■ Task instructions
The expected result is every line of the records, printed exactly.

*** Data shown Section Begins ***

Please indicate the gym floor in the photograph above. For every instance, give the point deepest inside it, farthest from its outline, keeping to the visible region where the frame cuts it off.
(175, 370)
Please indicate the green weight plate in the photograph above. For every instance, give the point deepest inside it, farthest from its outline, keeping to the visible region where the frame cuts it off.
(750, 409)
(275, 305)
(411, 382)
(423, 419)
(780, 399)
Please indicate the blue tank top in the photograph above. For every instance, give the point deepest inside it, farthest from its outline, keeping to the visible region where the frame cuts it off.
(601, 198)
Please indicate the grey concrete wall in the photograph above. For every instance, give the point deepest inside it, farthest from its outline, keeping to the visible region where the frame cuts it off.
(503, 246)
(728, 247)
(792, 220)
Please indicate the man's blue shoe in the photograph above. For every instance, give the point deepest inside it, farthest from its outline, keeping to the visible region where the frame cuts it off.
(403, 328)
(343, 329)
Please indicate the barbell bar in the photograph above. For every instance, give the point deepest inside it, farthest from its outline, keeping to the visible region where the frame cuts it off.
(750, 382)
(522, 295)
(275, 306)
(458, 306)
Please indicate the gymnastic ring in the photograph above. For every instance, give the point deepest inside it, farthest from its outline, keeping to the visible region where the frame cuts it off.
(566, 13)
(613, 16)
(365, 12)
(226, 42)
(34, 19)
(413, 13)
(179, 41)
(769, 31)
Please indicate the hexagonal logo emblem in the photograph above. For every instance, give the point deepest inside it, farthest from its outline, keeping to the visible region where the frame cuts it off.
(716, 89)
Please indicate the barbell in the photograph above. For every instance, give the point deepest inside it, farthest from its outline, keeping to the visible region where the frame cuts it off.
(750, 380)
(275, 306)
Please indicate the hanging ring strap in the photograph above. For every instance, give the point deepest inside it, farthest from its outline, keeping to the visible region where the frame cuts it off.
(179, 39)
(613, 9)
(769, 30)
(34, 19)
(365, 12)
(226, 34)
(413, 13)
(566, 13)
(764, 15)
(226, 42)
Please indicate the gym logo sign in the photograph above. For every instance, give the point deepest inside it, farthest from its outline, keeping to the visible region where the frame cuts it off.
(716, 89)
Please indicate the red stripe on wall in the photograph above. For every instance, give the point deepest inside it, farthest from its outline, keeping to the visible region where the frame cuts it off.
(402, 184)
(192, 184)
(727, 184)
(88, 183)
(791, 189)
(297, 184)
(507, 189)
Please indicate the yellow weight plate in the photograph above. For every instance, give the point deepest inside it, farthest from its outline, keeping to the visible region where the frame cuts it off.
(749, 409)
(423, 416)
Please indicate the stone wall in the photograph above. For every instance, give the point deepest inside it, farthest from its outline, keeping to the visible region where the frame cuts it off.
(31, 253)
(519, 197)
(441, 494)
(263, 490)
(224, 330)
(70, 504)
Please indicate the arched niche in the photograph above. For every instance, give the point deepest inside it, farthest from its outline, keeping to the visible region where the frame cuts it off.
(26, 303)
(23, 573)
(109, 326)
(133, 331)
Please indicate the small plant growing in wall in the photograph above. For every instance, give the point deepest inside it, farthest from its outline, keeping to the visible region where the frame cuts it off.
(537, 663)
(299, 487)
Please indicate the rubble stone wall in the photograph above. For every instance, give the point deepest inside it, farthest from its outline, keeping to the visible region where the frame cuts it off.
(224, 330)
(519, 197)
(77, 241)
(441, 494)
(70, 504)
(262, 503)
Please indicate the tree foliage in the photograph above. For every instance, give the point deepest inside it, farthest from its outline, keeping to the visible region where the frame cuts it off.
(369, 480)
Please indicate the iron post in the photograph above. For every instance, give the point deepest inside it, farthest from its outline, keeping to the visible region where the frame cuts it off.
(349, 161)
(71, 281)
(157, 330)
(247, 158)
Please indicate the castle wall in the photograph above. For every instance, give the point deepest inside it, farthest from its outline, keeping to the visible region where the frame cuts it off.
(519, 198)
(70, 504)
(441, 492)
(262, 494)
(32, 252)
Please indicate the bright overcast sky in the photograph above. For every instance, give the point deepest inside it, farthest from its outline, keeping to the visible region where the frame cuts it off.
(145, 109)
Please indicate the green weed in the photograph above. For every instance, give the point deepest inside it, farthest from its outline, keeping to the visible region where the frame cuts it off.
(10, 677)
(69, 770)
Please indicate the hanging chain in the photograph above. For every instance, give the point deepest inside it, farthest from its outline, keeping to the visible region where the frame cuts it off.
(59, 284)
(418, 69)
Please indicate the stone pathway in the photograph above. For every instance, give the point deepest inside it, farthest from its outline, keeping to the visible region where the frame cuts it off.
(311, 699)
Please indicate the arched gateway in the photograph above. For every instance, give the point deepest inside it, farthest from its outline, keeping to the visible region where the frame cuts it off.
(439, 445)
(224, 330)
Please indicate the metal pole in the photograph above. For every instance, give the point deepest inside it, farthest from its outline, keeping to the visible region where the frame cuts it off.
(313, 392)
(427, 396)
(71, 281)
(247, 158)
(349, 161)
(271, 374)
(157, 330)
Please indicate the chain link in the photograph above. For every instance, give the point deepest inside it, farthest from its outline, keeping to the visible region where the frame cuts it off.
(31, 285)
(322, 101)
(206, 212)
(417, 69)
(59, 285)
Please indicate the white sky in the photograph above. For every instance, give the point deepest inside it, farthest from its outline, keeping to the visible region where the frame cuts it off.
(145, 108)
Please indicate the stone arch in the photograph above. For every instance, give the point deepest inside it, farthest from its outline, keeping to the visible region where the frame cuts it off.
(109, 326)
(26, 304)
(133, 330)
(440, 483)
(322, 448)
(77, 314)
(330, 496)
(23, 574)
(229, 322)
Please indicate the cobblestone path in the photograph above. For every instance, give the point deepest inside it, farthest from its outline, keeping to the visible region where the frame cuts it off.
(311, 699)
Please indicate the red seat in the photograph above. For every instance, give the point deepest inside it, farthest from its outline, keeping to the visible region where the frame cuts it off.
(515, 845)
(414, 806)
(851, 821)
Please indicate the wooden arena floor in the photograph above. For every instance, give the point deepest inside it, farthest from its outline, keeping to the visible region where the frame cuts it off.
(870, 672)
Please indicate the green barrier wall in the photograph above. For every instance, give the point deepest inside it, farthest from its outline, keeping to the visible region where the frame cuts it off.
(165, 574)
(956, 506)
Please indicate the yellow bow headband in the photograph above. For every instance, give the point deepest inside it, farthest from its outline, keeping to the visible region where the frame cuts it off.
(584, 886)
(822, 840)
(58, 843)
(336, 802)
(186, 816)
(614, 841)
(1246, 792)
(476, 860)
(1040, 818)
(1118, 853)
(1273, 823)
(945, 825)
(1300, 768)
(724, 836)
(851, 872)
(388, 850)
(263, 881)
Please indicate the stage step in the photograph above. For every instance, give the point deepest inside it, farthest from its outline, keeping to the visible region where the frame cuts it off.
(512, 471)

*** Data shown Section Ends ***

■ Output for this exercise
Please indicate the gym floor in the photograph above. For every instance, give the point deepest inside it, farthest from its outline, keeping to the visible region where the frame cuts it off.
(175, 370)
Please indicate the green weight plate in the photograph above. For every instance, give the point deepest inside it, farthest from its outline, keeping to the visible region where the frame cuts it off.
(750, 409)
(275, 305)
(411, 382)
(423, 419)
(780, 399)
Please indicate the blue tank top in the photograph above. For every instance, give the point deepest inside it, farthest from its outline, keeping to the visible region where the frame cuts it off.
(601, 198)
Please indicate the grey concrete wall in the photograph above. For every instance, give the point deepest inside it, farthest from its outline, keeping to the visible region where the frame cuts it off.
(503, 246)
(728, 247)
(792, 220)
Please indicate the man's blue shoe in the photograph above. For every instance, give the point deepest inside it, farthest from its outline, keeping to the visible region where the frame cuts it off.
(403, 328)
(343, 329)
Please indicate the barbell bar in the photograph above. For every instance, give the point deepest inside it, farthest from its outline, keeping to the visible region where the frame cuts it off.
(750, 382)
(522, 295)
(275, 306)
(458, 306)
Please indicate the gymnastic ring in the photograph above. For every instance, give the point deepest inside it, farthest from its outline, keeping to the visible region where the frame cuts it off.
(566, 13)
(613, 16)
(365, 12)
(226, 42)
(34, 19)
(413, 13)
(179, 41)
(769, 31)
Please indicate the hexagonal logo emblem in the photograph above. For every instance, give the point deepest inside it, farthest from its outline, keeping to the visible region where the frame cuts it off.
(716, 89)
Please indicate the barbell in the photograph above. For every instance, give the point deepest inside it, farthest from its outline, keeping to the visible region where the frame cuts it off.
(750, 380)
(275, 306)
Please indicate the hanging ring strap in the photograph above. For every instance, give the point deepest inside it, farthest from its outline, keeping to the visible region where the frame cuts it off.
(179, 39)
(613, 9)
(769, 30)
(34, 19)
(365, 12)
(226, 34)
(413, 13)
(566, 13)
(764, 15)
(226, 42)
Please indicate the gym logo sign in the photograph above. For every instance, give the point deepest inside it, farthest from its outline, keeping to the visible region where the frame cuts it off.
(716, 89)
Please indicate the red stripe on wall in the photograph above. For every instance, give the point deepest inside it, farthest from its outline, keeping to the visible region where the frame cuts it off.
(402, 184)
(192, 184)
(727, 184)
(88, 183)
(791, 189)
(297, 184)
(507, 189)
Please indicate the yellow weight plate in the photograph above. For every instance, give the point deepest inside it, farthest from its outline, keeping to the visible region where the frame cuts it off.
(749, 409)
(423, 416)
Please indicate the stone wall in the photograph above. For every instance, give the point deepest inside it, farthest from its outline, keeping to the visible region where the frame cuts it off.
(31, 253)
(519, 197)
(441, 494)
(263, 490)
(224, 330)
(70, 504)
Please indicate the arched niche in the photograph above. For every instance, give the point deepest inside it, farthest from its outline, keeping to the visible region where the frame cuts it off.
(26, 303)
(23, 573)
(109, 326)
(133, 331)
Please indicate the small plant growing in wall in the photograph above. For every instance, give the point deepest inside it, farthest from its outline, keeping to the visible region where the frame cuts it off.
(537, 663)
(299, 487)
Please indicate the rubble stone wall in the photograph above. For every instance, give the point deepest inside it, farthest from its outline, keeping to the visible region where the frame cuts it off.
(224, 330)
(519, 197)
(77, 241)
(441, 494)
(70, 504)
(262, 503)
Please indicate the tree foliage in the photograph above. For every instance, give the point deepest inside it, farthest from its outline, keeping to the visible region where the frame cuts it off.
(369, 480)
Please indicate the iron post in the photograph above. For every instance, give the point deepest inside it, farthest from its outline, keeping to the visible region where the frame cuts it off.
(349, 161)
(71, 281)
(157, 330)
(247, 158)
Please indicate the castle wall in the photograph above. For every instance, give the point deepest inside it, farthest from its outline, keeping to the visible region where the frame cuts it off.
(519, 198)
(70, 504)
(441, 492)
(262, 494)
(32, 252)
Please indicate the bright overcast sky in the photograph above. For every instance, give the point deepest inside it, farthest from its outline, keeping to the visible region where the frame cuts it off.
(145, 109)
Please indicate the green weed in the photograph above. For every instance, give the point deepest inside it, farthest from its outline, keeping to the visible region where the frame cuts it off.
(10, 677)
(69, 770)
Please indicate the hanging chain in the photograph above. For every instance, give the point deepest inside it, farthest from its outline, keeping to the visible region where the frame cuts it off.
(59, 284)
(418, 69)
Please indicate the stone pathway in the photograph above. For every instance, give the point deepest inside it, farthest from its outline, keeping to the visible region where the frame cuts it off.
(311, 699)
Please indicate the arched gateway in the photograph above. For every instance, give the point deepest inside it, farthest from its outline, keeping to the visible region where the frame cuts it off.
(439, 445)
(224, 330)
Please indicate the metal pole in the photograph above. For every instance, give the point deepest inside it, farthest from its outline, keeping to the visible region where the frame cuts it off.
(313, 392)
(427, 396)
(71, 281)
(247, 158)
(349, 161)
(271, 374)
(157, 330)
Please indicate the chain link in the photograph above. For every instance, give the point deepest inside it, farthest from its outline, keeping to the visible region where the frame cuts it off.
(31, 285)
(322, 101)
(206, 212)
(417, 69)
(59, 285)
Please indicate the white sky in the photograph above. For every instance, give the point deepest inside it, farthest from its outline, keeping to the visible region where the frame cuts it off.
(145, 108)
Please indicate the stone arch in the photograph above. For every instance, give the point deepest inside it, farthest from its outline, keeping to the visible region where the frame cuts it off.
(109, 326)
(26, 304)
(133, 330)
(440, 483)
(322, 448)
(77, 314)
(330, 496)
(23, 574)
(229, 322)
Please indicate the cobblestone path in the photograph above. For every instance, give the point deepest inside it, farthest from its outline, keeping to the visible region where the frame cuts it off.
(311, 699)
Please indicate the red seat in the photograph above. For every instance, give the point deepest inside it, farthest from its outline, keeping to the visible region where the frame cuts it off.
(515, 845)
(414, 806)
(851, 821)
Please indicate the wooden arena floor in the photograph above. For every instance, give the point deepest inside it, farthest from its outline, keeping to the visible region where the frame cuts it off.
(870, 672)
Please indicate the green barrier wall in the photograph above. For every instance, give the point deepest inside it, farthest from its outline, keeping to the visible region where the frame cuts it off.
(165, 574)
(956, 506)
Please indicate the yellow bow headband in the photograph above. For every instance, give the point deepest inside it, farthest from its outline, keeping to the visible region where the frame cuts it off.
(584, 886)
(822, 840)
(58, 843)
(336, 802)
(186, 816)
(614, 841)
(1246, 792)
(476, 860)
(1040, 818)
(1118, 853)
(1273, 823)
(945, 825)
(1300, 768)
(724, 836)
(851, 872)
(388, 850)
(263, 881)
Please indicate the stage step in the photograph above. For every instance, give the point deepest inside it, farthest from its outline, keeping to the visible region where the frame cuts it off.
(512, 471)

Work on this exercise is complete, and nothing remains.